__Problem description__
Every record must come back unchanged, apart from the pictures, which are dropped.

__Photo-based referring expression data__
*** Begin section ***

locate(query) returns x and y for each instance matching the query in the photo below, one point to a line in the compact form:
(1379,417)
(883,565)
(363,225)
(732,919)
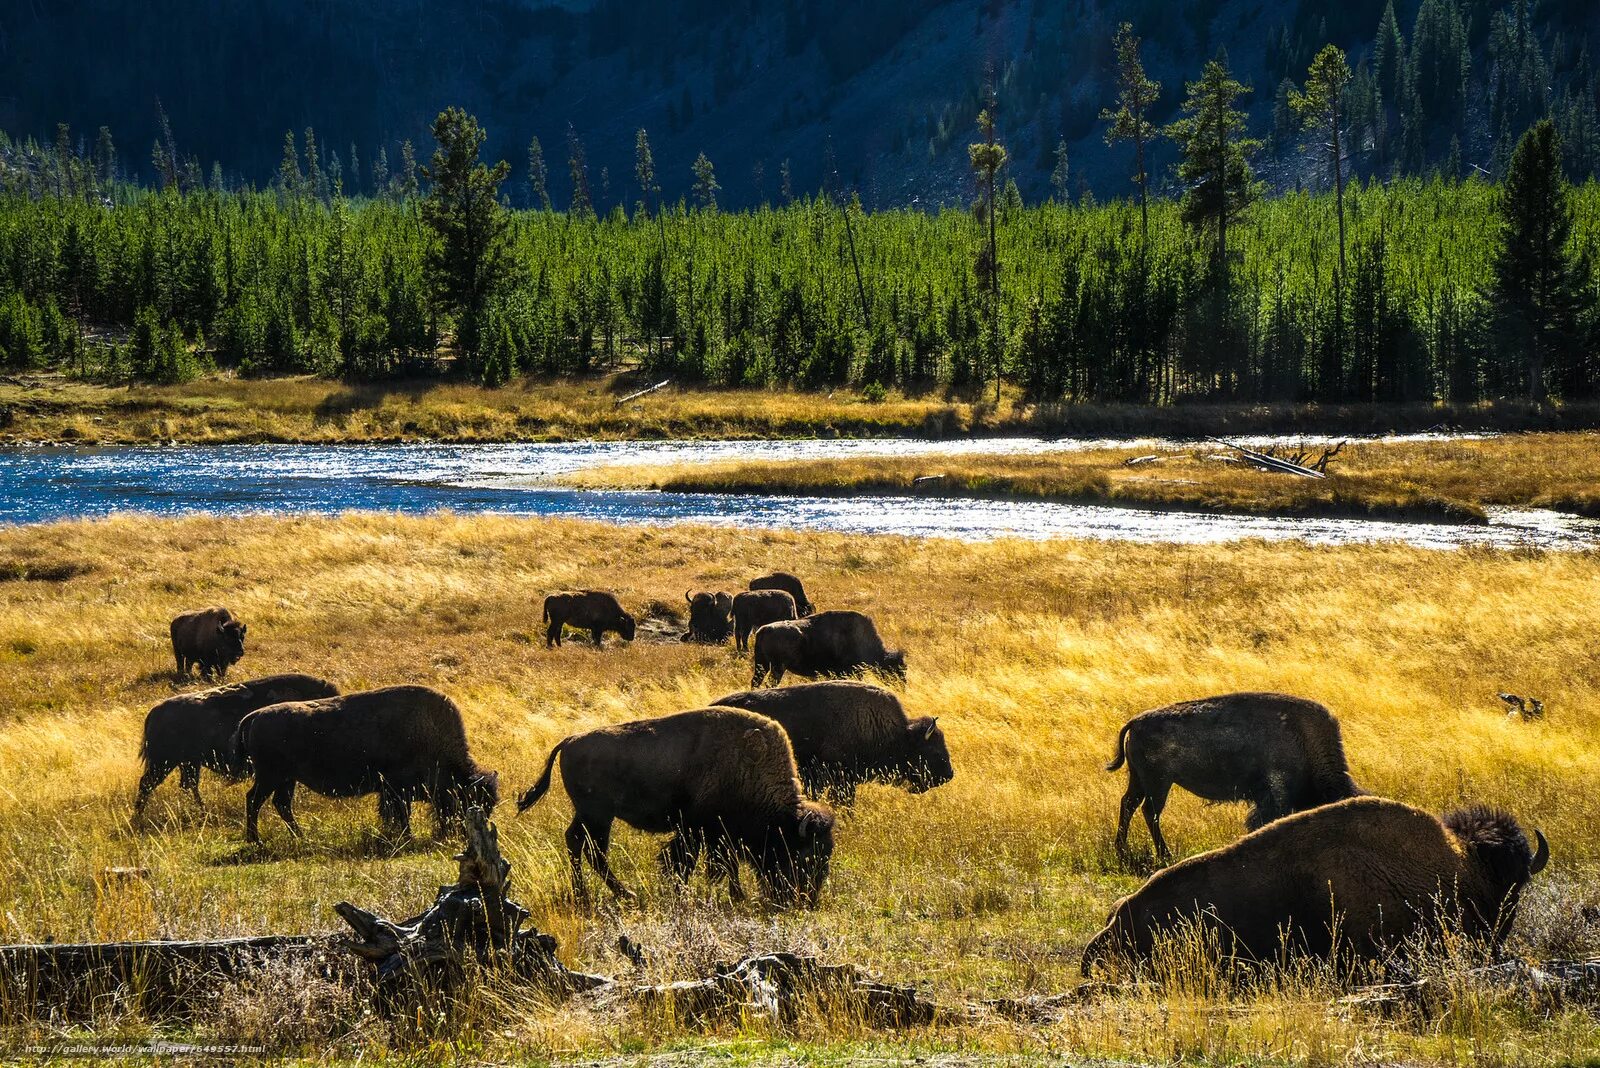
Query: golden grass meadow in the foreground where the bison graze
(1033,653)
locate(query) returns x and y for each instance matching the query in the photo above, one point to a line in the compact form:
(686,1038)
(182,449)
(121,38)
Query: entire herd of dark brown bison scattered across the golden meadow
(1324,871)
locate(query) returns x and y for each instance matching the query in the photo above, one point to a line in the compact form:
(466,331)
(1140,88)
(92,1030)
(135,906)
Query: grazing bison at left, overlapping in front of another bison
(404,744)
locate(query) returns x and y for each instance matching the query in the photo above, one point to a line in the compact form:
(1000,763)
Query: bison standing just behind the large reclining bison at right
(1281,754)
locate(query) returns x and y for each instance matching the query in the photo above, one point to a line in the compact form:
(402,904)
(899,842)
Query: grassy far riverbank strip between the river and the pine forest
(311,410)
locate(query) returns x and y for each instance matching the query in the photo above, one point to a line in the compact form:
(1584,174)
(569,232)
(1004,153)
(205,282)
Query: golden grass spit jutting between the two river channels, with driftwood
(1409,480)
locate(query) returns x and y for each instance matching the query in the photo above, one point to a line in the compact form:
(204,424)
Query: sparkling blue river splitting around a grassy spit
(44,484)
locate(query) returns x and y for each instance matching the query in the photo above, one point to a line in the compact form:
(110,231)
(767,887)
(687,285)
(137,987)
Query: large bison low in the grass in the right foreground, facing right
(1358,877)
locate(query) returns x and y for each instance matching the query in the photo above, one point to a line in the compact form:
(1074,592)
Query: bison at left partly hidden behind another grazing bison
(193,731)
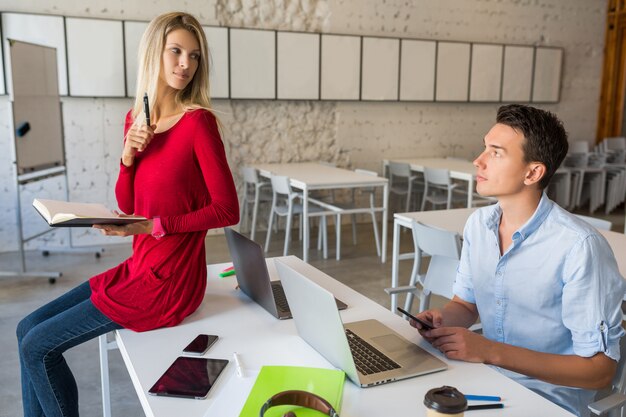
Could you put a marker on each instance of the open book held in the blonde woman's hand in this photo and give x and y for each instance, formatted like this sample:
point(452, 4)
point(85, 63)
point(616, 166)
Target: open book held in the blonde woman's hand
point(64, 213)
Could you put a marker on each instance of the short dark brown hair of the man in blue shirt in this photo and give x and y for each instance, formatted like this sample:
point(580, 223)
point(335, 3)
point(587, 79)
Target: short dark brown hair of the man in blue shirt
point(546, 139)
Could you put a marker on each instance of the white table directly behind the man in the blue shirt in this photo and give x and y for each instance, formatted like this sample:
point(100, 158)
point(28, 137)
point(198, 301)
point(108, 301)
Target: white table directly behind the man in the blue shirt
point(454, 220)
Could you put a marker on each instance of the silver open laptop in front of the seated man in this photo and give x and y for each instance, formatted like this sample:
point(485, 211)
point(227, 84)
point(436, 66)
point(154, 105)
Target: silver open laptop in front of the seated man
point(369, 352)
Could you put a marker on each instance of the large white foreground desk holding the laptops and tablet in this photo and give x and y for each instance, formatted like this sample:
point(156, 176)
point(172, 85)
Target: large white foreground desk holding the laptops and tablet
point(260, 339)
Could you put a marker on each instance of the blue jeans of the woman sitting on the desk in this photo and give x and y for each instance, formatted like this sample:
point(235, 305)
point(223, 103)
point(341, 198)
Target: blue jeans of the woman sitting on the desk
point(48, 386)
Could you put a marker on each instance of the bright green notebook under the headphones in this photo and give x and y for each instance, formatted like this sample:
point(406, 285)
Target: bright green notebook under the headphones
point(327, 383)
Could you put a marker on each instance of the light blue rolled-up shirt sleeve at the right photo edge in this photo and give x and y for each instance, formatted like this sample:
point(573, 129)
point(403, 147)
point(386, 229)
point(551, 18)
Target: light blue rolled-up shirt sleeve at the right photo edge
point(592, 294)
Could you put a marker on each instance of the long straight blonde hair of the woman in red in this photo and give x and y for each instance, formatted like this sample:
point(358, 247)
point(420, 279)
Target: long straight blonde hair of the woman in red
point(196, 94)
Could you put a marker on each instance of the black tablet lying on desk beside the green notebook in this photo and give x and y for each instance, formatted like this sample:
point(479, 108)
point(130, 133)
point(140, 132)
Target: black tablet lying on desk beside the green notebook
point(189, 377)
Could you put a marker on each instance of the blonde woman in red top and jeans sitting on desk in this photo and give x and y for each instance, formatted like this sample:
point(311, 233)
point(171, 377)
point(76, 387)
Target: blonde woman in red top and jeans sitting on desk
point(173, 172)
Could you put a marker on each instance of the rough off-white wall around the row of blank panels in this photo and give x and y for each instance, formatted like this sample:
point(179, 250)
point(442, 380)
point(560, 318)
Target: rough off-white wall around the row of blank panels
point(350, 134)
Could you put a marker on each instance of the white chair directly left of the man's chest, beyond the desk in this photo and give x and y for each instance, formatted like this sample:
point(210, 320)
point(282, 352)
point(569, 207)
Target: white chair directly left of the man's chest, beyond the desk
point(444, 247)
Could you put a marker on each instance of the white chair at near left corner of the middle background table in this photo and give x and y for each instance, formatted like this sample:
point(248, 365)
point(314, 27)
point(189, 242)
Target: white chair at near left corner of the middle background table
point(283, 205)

*** End section ***

__Output of the task__
locate(query) returns x and y for each instance matching the query in the photo below, one point to a line in the compact form:
(1379,417)
(883,565)
(363,225)
(732,919)
Query: golden grass meadow in the foreground where the bison graze
(1033,653)
locate(query) returns x and y for each instance matching the query in the photo above, one point to a line in the compact form:
(686,1038)
(182,449)
(121,38)
Query: entire herd of dark brown bison scattered across the golden meadow
(1324,871)
locate(query) returns x and y for each instance matching the query in the photo above, one point to a line in the compact form:
(466,331)
(1140,88)
(92,1030)
(135,906)
Query: grazing bison at left, overlapping in front of another bison
(404,744)
locate(query) returns x and y for each instance matching the query in the photo above, one point to a line in the compact form:
(1000,763)
Query: bison standing just behind the large reclining bison at right
(1281,754)
locate(query) returns x and y for each instance matching the query in the photo above, one point to a line in the compact form:
(402,904)
(899,842)
Query: grassy far riverbank strip between the river and the pine forest
(311,410)
locate(query) returns x and y for each instance matching the query in the photo above, one point to a line in the compact form:
(1584,174)
(569,232)
(1004,153)
(205,282)
Query: golden grass spit jutting between the two river channels, with driftwood
(1409,480)
locate(query) returns x and y for each instance matching the query in the photo above, one point to a line in the compact form:
(204,424)
Query: sparkling blue river splitting around a grassy spit
(44,484)
locate(query) returns x and y for each instance matching the query in the photo above, one point to a line in the compact form:
(110,231)
(767,887)
(687,285)
(137,987)
Query: large bison low in the grass in the right foreground, facing right
(1358,877)
locate(query) returns x and y for each instance matching the query in the photo above, one point to a line in the compact form:
(1074,592)
Query: bison at left partly hidden behind another grazing bison
(193,731)
Could you put a marker on each instance of the open book held in the blonde woman's hand in this photo and give x and y for each instance, formatted like this sample:
point(452, 4)
point(85, 63)
point(616, 166)
Target: open book held in the blonde woman's hand
point(64, 213)
Could you put a marker on each instance of the short dark brown hair of the man in blue shirt in this photo and give x and y for each instance, formatted like this sample:
point(580, 223)
point(335, 3)
point(587, 79)
Target: short dark brown hair of the man in blue shirt
point(546, 139)
Could you put a marker on each instance of the white table directly behind the man in the blue shirt in this photo and give x and y for each instance, formatted like this sample:
point(100, 158)
point(28, 137)
point(198, 301)
point(108, 301)
Target: white table directly behind the man in the blue shirt
point(454, 220)
Could you put a marker on each instance of the silver open laptop in front of the seated man in this photo and give x and y for each instance, formatted like this sample:
point(485, 211)
point(227, 84)
point(436, 66)
point(154, 105)
Target: silver open laptop in front of the seated man
point(369, 352)
Could you put a marker on each instance of the large white foreground desk holding the laptops and tablet in this photo and give x and y for each instance, formatted like this sample:
point(156, 176)
point(172, 85)
Target: large white foreground desk holding the laptops and tablet
point(260, 339)
Could you put a marker on each instance of the blue jeans of the woman sitting on the desk in this photo and give x and y for each instance, formatted like this sample:
point(235, 305)
point(223, 103)
point(341, 198)
Target: blue jeans of the woman sitting on the desk
point(48, 386)
Could you put a marker on each instance of the bright green notebook under the headphones in this photo and give x and y for each instance, formatted like this sample:
point(406, 285)
Target: bright green notebook under the headphones
point(327, 383)
Could you put a marker on each instance of the light blue rolled-up shirt sleeve at the right photo edge in this photo and give x and y for each instance, formatted like this sample:
point(573, 129)
point(403, 147)
point(386, 229)
point(551, 18)
Target: light blue rolled-up shirt sleeve at the right photo edge
point(592, 294)
Could you put a marker on each instance of the long straight blonde hair of the woman in red in this photo and give x and y for each instance, formatted like this sample:
point(358, 247)
point(420, 279)
Target: long straight blonde hair of the woman in red
point(196, 94)
Could you put a marker on each instance of the black tablet lying on desk beside the green notebook in this photo and give x and y for each instance, formatted like this sample:
point(479, 108)
point(130, 133)
point(140, 132)
Target: black tablet lying on desk beside the green notebook
point(189, 377)
Could you put a marker on each instance of the blonde woman in red top and jeans sitting on desk in this photo and give x and y for each instance, formatted like this sample:
point(311, 233)
point(171, 377)
point(76, 387)
Target: blonde woman in red top and jeans sitting on desk
point(173, 172)
Could you put a marker on each instance of the rough off-white wall around the row of blank panels in this photo and give x and y for each instance, formatted like this sample:
point(179, 250)
point(442, 380)
point(560, 318)
Target: rough off-white wall around the row of blank panels
point(350, 134)
Could you put a marker on each instance of the white chair directly left of the man's chest, beyond the desk in this photo and give x and y for each instance, formatted like this sample:
point(210, 320)
point(282, 352)
point(569, 207)
Target: white chair directly left of the man's chest, beyond the desk
point(444, 247)
Could you put a marker on each instance of the white chair at near left corner of the middle background table in this photo and give x and y for each instance, formatted like this sample:
point(248, 365)
point(314, 27)
point(189, 242)
Target: white chair at near left corner of the middle background table
point(283, 205)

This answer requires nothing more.